Ignoring bulk change commits with git blame

17‑10‑2019 Arnout Boks 6 min.

A long-standing objection to making bulk changes to code using automated tools (e.g. to conform to a given code style) is that it clutters the output of git blame. With git 2.23, this does not have to be the case anymore! In this post I will start by explaining the value of git blame and how commits with style changes in bulk can be problematic. If you already understand this problem and just want a solution, you can directly skip to the new features git 2.23 has to offer.

Putting changes into context

A characteristic feature of legacy code is that it's often not clear why it operates the way that it does. Some of the original developers may have left or have been reassigned to another project, documentation is virtually nonexistent, and the few remaining developers do not remember all the details anymore. For example, one day you might stumble upon the follow piece of code:

<?php
function describeBottles(int $amount = 42): string {
    return 'There are ' . $amount . ' bottles of cider on the wall.';
}

Despite being an artificial example, this code already raises some questions. Why is the default amount of bottles being described 42? And why do we describe bottles of cider? Bottles of beer would be a more customary alternative, right? Still these choices were probably made for a good reason; it's just that we don't know that reason.

It would be good if the reasoning behind these choices was documented using comments. However, as happens with legacy code, this is not the case. How can we still find out the motivation behind the current state of the code? A version control system such as git (you use version control, right?) may be helpful here. If you write good commit messages that focus on the why rather than the how, you might be able to distill the context from there. We only need to find which commit made a given change.

The git blame command (or git praise if you prefer a more positive mindset) can be helpful here. It shows, for each line in a file, which commit made the last change to that line, along with its timestamp and author:

$ git blame describeBottles.php
^8206b47 (Jane Doe   2019-04-21 09:41:20 +0200 1) <?php
b589bf1e (John Smith 2019-07-03 14:42:46 +0200 2) function describeBottles(int $amount = 42): string {
2c386e07 (A.N. Other 2019-09-18 16:58:24 +0200 3)     return 'There are ' . $amount . ' bottles of cider on the wall.';
^8206b47 (Jane Doe   2019-04-21 09:41:20 +0200 4) }

From this output we can see that line 3 was last changed by 'A.N. Other' in commit 2c386e07. If we lookup the details for that commit we may find out why this function describes bottles of cider rather than beer:

$ git show 2c386e07
commit 2c386e07b72041af1e0c2f827ac31357829429dd
Author: A.N. Other <a.n.other@example.com>
Date:   Wed Sep 18 16:58:24 2019 +0200

    Change drink
    
    Extensive user testing has shown that our customers like
    cider better than beer.

[DATA EXCERPTS]

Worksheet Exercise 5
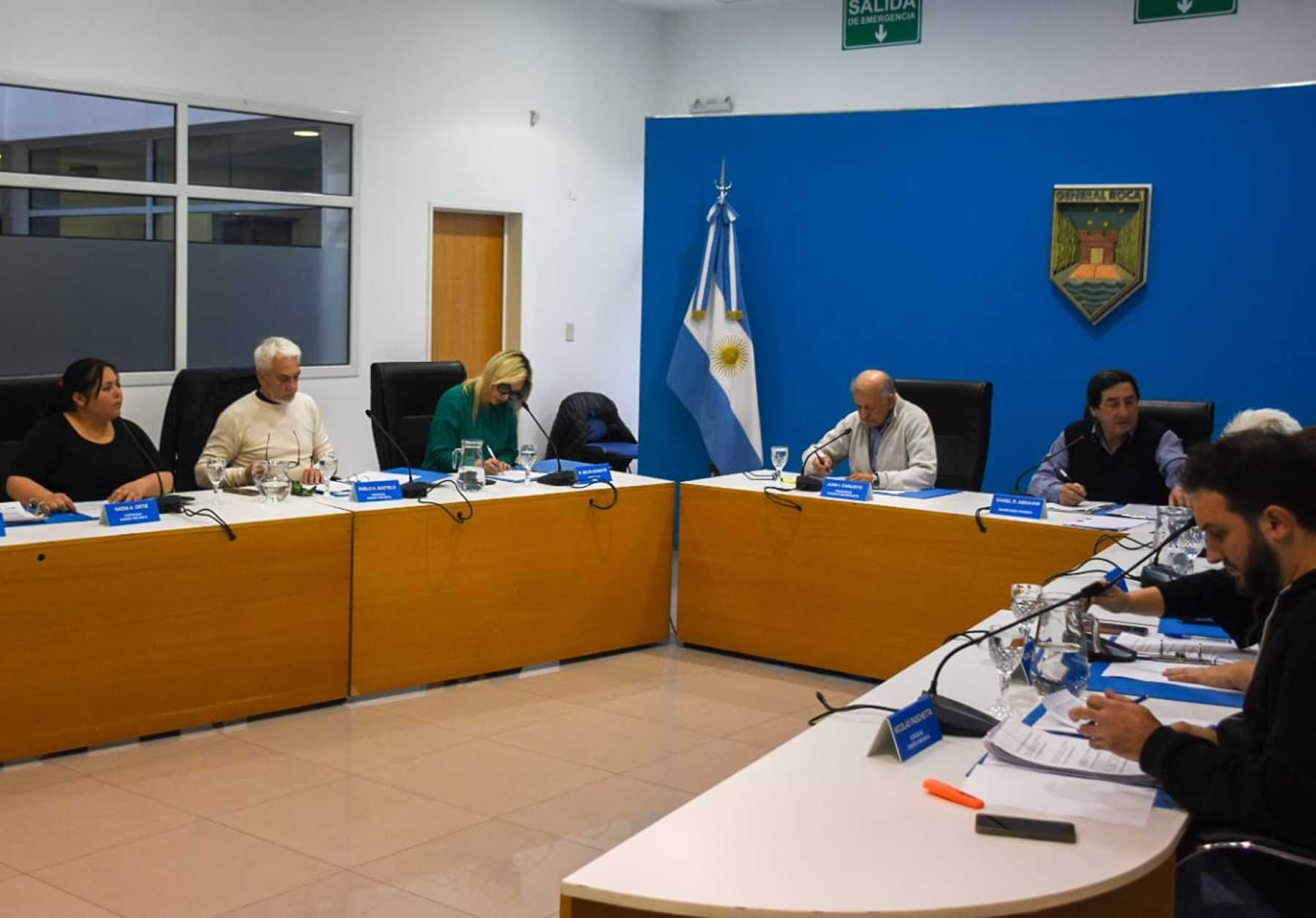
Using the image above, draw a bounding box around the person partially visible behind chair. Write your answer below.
[1028,370,1187,507]
[5,357,174,512]
[421,350,534,475]
[1070,431,1316,915]
[196,337,333,487]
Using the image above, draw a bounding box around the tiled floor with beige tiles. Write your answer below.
[0,644,869,918]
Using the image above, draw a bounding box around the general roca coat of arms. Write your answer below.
[1051,184,1152,326]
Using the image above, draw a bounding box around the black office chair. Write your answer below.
[0,377,59,489]
[895,380,992,492]
[370,360,466,469]
[1175,829,1316,915]
[546,393,640,472]
[161,366,260,492]
[1138,399,1216,449]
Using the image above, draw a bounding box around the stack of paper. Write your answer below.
[983,718,1155,786]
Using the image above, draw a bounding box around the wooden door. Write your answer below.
[429,211,503,377]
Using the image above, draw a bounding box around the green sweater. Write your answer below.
[421,385,517,472]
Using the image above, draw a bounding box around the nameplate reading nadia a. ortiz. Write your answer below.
[822,478,872,500]
[869,696,941,761]
[987,494,1046,519]
[352,481,403,503]
[100,499,161,525]
[576,462,612,485]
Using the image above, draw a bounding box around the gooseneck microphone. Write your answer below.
[924,523,1195,737]
[795,426,854,492]
[513,393,575,487]
[366,408,431,500]
[1012,433,1092,494]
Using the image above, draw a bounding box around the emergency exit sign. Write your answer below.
[1133,0,1239,23]
[841,0,923,51]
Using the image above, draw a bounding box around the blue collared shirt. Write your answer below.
[1028,420,1188,503]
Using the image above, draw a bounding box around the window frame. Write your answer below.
[0,69,362,386]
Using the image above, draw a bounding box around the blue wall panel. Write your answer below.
[640,86,1316,490]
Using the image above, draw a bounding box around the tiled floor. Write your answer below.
[0,644,869,918]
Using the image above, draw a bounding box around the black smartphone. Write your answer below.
[977,813,1078,844]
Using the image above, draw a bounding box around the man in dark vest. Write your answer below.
[1028,370,1187,507]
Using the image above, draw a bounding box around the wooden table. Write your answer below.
[561,535,1200,918]
[676,475,1100,678]
[0,494,352,761]
[352,473,675,694]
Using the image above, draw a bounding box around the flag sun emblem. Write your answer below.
[709,337,749,375]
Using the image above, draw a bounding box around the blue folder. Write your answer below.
[1087,663,1242,707]
[1157,617,1230,640]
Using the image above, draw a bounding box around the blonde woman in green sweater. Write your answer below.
[423,350,534,475]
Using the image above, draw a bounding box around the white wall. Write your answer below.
[662,0,1316,115]
[0,0,662,470]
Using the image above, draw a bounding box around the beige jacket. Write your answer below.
[804,395,937,492]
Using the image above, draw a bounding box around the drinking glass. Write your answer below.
[1155,507,1201,574]
[987,632,1024,721]
[205,456,227,503]
[516,443,540,485]
[316,453,339,494]
[1033,642,1089,698]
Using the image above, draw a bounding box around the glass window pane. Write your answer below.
[187,107,352,195]
[188,199,352,366]
[0,84,174,181]
[0,188,174,375]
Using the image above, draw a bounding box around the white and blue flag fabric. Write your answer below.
[668,200,763,473]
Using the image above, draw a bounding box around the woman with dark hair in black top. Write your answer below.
[5,357,174,512]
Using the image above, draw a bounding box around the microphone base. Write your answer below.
[1138,564,1179,586]
[534,469,575,487]
[924,693,1000,737]
[403,481,433,500]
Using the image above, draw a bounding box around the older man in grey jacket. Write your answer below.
[804,370,937,492]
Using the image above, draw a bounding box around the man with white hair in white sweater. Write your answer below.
[196,337,333,487]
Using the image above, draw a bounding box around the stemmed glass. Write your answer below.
[205,456,227,503]
[987,632,1024,721]
[516,443,540,485]
[316,452,339,494]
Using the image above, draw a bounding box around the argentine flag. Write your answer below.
[668,200,763,473]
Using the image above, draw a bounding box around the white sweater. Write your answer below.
[196,393,333,487]
[804,395,937,492]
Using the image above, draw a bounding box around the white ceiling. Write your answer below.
[613,0,749,13]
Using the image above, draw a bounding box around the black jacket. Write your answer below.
[1140,571,1316,849]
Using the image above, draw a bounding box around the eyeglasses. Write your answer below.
[265,431,301,469]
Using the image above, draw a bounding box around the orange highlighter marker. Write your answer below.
[923,778,983,810]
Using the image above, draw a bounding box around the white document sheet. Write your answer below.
[961,740,1155,827]
[983,718,1154,785]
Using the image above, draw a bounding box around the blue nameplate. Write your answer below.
[821,478,872,500]
[869,696,941,761]
[352,481,403,503]
[576,462,612,485]
[987,494,1046,519]
[100,498,161,525]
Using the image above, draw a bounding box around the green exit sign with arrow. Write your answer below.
[841,0,923,51]
[1133,0,1239,23]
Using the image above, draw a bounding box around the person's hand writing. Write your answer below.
[1070,689,1161,761]
[1059,481,1087,507]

[PROBLEM TO SOLVE] Reproduce the git blame article's passage starting with "It would be" and going on through "a given change.", swapping "comments" for "docblocks". The records have no connection to the git blame article.

[WRITTEN RESPONSE]
It would be good if the reasoning behind these choices was documented using docblocks. However, as happens with legacy code, this is not the case. How can we still find out the motivation behind the current state of the code? A version control system such as git (you use version control, right?) may be helpful here. If you write good commit messages that focus on the why rather than the how, you might be able to distill the context from there. We only need to find which commit made a given change.